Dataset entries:
▼▼▼
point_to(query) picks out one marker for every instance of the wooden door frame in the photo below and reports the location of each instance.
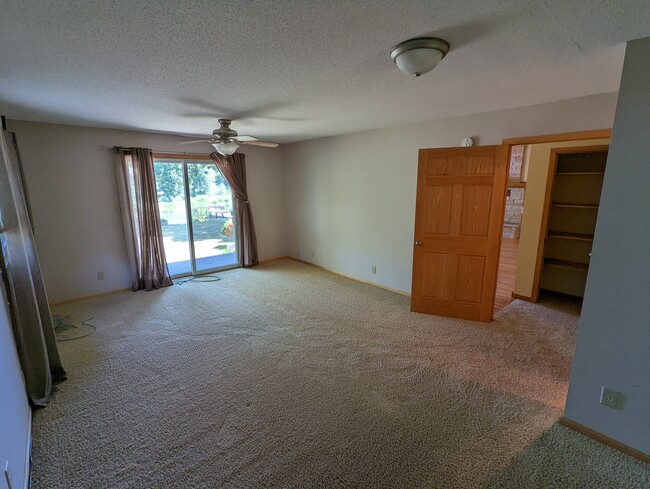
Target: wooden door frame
(550, 183)
(543, 139)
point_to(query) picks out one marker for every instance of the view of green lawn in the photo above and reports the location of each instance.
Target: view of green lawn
(211, 210)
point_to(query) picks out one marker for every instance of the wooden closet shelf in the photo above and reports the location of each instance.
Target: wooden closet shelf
(572, 265)
(578, 236)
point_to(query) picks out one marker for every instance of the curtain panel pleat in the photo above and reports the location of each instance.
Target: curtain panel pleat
(233, 169)
(144, 242)
(23, 282)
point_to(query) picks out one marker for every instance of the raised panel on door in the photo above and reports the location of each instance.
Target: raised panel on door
▲▲▲
• _TASK GOAL_: From the line containing "of the raised" to the last line above, repeat every line exactly and nothing else.

• _TASK SOLUTION_:
point_to(query) picks out one marker for every instance of the raised panel on door in the photo above and reports the location of each instance.
Target: raised panel on door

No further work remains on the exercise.